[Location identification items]
+-------+
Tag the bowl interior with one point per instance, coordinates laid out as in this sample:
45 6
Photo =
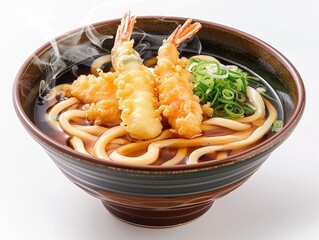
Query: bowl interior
223 42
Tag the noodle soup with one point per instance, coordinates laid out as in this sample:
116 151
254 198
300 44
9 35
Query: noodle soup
174 153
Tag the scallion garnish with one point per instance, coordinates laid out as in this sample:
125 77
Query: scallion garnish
224 87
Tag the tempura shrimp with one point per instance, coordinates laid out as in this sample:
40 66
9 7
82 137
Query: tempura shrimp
98 92
178 103
135 86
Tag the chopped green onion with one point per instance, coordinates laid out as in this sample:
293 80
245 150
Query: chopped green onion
224 87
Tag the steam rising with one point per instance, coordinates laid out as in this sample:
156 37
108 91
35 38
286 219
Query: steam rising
66 54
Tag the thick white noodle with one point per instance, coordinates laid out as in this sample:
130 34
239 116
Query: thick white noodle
64 119
228 123
95 129
153 150
78 145
255 136
256 99
107 137
180 155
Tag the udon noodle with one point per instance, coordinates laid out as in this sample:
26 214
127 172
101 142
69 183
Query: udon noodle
112 143
173 127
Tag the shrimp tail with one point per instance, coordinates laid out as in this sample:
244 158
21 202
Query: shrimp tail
124 30
123 35
182 33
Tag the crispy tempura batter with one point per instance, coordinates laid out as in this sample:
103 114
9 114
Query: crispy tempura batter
99 92
180 106
136 86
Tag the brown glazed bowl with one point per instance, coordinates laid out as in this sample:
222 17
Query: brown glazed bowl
158 196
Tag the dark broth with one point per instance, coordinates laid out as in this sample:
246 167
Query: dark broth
71 73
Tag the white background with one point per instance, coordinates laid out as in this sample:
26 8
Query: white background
281 201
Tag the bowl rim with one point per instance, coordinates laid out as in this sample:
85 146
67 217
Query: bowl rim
273 141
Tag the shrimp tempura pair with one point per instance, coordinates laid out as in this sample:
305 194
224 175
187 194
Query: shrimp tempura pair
136 86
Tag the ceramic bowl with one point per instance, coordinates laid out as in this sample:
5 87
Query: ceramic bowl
158 196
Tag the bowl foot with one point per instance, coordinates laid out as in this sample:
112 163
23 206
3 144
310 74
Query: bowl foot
157 218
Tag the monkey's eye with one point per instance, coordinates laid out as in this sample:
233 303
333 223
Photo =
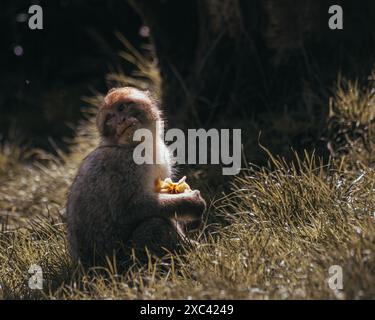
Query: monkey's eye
121 107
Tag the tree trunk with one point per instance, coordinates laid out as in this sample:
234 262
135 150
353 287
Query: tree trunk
221 58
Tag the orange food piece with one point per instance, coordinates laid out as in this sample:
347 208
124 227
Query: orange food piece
168 186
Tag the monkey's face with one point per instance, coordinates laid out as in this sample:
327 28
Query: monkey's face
124 111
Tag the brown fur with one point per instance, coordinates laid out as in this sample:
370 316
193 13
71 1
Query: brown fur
112 205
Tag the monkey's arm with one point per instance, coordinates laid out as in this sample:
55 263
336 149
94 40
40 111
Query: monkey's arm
183 206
+-------+
Recast the rows from the line containing "Tag the dark" through the end of the rows as a Markdown table with the columns Number and Text, giving each line its own numbered row and leaving out blank lines. Leave the pictures out of the answer.

**Solved exercise**
| Number | Text |
|---|---|
| 1 | Tag the dark broth with one point per instance, coordinates laid out as in this sample: |
| 2 | 246 167 |
| 3 | Query: dark broth |
| 4 | 71 73 |
| 5 | Tag the white background with one point per instance, coordinates laid out as in this sample: |
| 6 | 26 8 |
| 7 | Query: white background |
| 8 | 281 201 |
| 9 | Tag the bowl rim with one point per instance, coordinates laid out as in this sample: |
| 10 | 85 146 |
| 11 | 67 217 |
| 12 | Query: bowl rim |
| 13 | 273 141 |
| 14 | Tag the shrimp tempura pair with one point per instance, coordinates laid out as in this sample: |
| 15 | 305 194 |
| 16 | 224 175 |
| 17 | 187 194 |
| 18 | Query: shrimp tempura pair |
| 19 | 136 86 |
| 20 | Tag the ceramic bowl with one point per instance, coordinates laid out as in this sample: |
| 21 | 5 87 |
| 22 | Query: ceramic bowl |
| 23 | 158 196 |
| 24 | Tag the bowl foot with one point per instance, coordinates laid out as in this sample: |
| 25 | 112 163 |
| 26 | 23 206 |
| 27 | 3 144 |
| 28 | 310 74 |
| 29 | Query: bowl foot |
| 30 | 157 218 |
| 31 | Tag the monkey's eye with one point per instance, coordinates laid out as in this sample: |
| 32 | 233 303 |
| 33 | 333 223 |
| 34 | Photo = |
| 35 | Query: monkey's eye |
| 36 | 121 107 |
| 37 | Tag the tree trunk with one point per instance, coordinates laid out as in this sample: |
| 38 | 234 262 |
| 39 | 135 150 |
| 40 | 353 287 |
| 41 | Query: tree trunk |
| 42 | 221 58 |
| 43 | Tag the orange food piece with one point per instance, coordinates laid out as in this sample: |
| 44 | 347 208 |
| 45 | 124 227 |
| 46 | Query: orange food piece |
| 47 | 168 186 |
| 48 | Tag the monkey's face with one point per instance, coordinates laid out as in this sample: |
| 49 | 327 28 |
| 50 | Query: monkey's face |
| 51 | 124 111 |
| 52 | Tag the brown fur with one point per instance, coordinates laid out as in this sample: |
| 53 | 370 316 |
| 54 | 193 13 |
| 55 | 71 1 |
| 56 | Query: brown fur |
| 57 | 112 205 |
| 58 | Tag the monkey's arm with one point per instance, coordinates laid out as in this sample: |
| 59 | 55 263 |
| 60 | 336 149 |
| 61 | 94 40 |
| 62 | 40 111 |
| 63 | Query: monkey's arm |
| 64 | 183 206 |